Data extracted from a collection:
■ ■ ■ ■ ■
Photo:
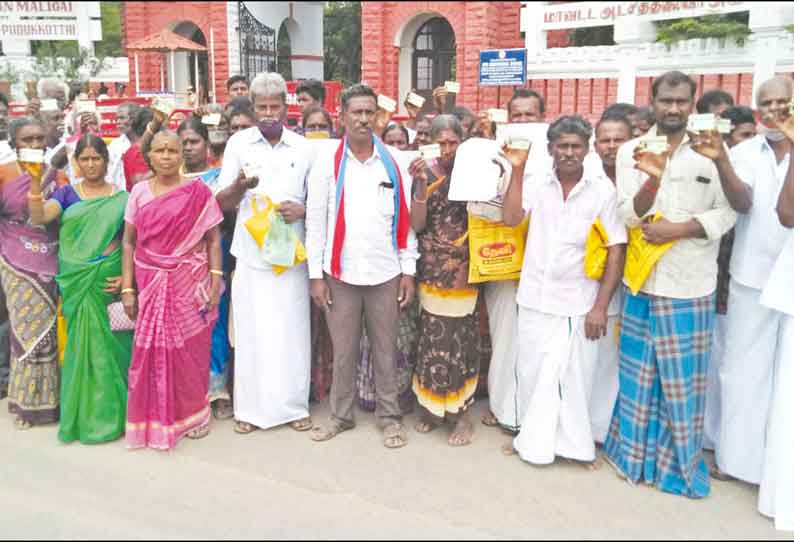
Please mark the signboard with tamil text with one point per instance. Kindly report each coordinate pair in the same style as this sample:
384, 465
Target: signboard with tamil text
503, 67
584, 14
■ ■ ■ ■ ■
- _GOAL OF THE EXERCISE_: Please repeat every record above exactly, leaving the pictures out.

- _OUTPUT OF THE TASK_:
Photo:
Please mark the signboard with tamil text with one point per instance. Kindly report each coordinate pair in the same style as this sample:
384, 465
Target: signboard with tamil text
503, 67
584, 14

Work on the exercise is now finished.